- Extrait retenu
Selon le modèle cosmologique standard, la matière noire représente environ 25% de la densité d’énergie de l’Univers, et explique plusieurs phénomènes, de la courbe de rotation des galaxies à la formation des grandes structures cosmiques. Elle joue un rôle de « ciment intergalactique » sous la forme d’une toile cosmique. Récemment, des chercheurs ont produit une carte extrêmement détaillée de l’Univers local, cartographiant notamment la répartition de la matière noire et révélant des ponts intergalactiques jusqu’alors inconnus.
Une nouvelle carte de la matière noire dans l’Univers local révèle plusieurs structures filamentaires jusqu’alors inconnues reliant des galaxies. La carte, développée à l’aide de l’apprentissage automatique par une équipe internationale, pourrait ouvrir la voie à des études sur la nature de la matière noire ainsi que sur l’histoire et l’avenir de notre univers local.
La matière noire fournit le squelette de ce que les cosmologistes appellent la toile cosmique, la structure à grande échelle de l’Univers qui, en raison de son influence gravitationnelle, dicte le mouvement des galaxies et d’autres objets cosmiques. Cependant, la distribution de la matière noire locale est actuellement inconnue, car elle ne peut pas être mesurée directement. Les chercheurs doivent plutôt déduire sa distribution en fonction de son influence gravitationnelle sur d’autres objets de l’Univers, comme les galaxies.

- Jeu d'entrées
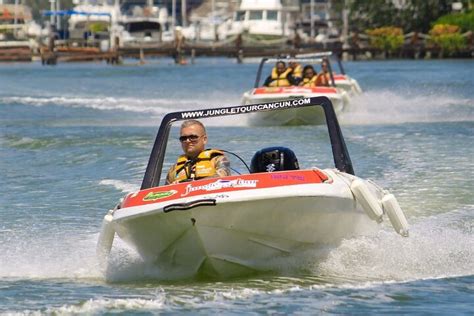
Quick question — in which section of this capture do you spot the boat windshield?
* * *
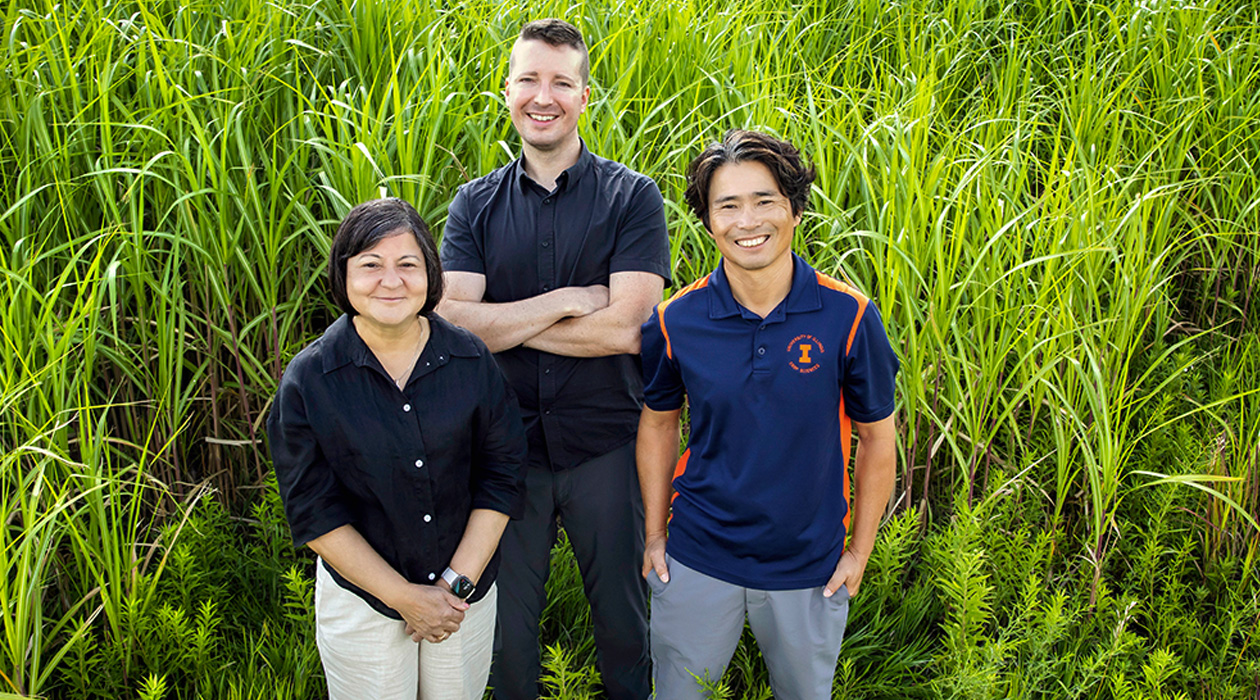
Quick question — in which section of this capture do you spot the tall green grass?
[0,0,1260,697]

- Consigne donnée
D'après l'extrait sur la matière noire, quelle part de la densité d'énergie de l'Univers la matière noire représente-t-elle selon le modèle cosmologique standard ? Ces entrées proviennent d'une autre source que l'extrait.

- Réponse attendue
Environ 25 % de la densité d'énergie de l'Univers.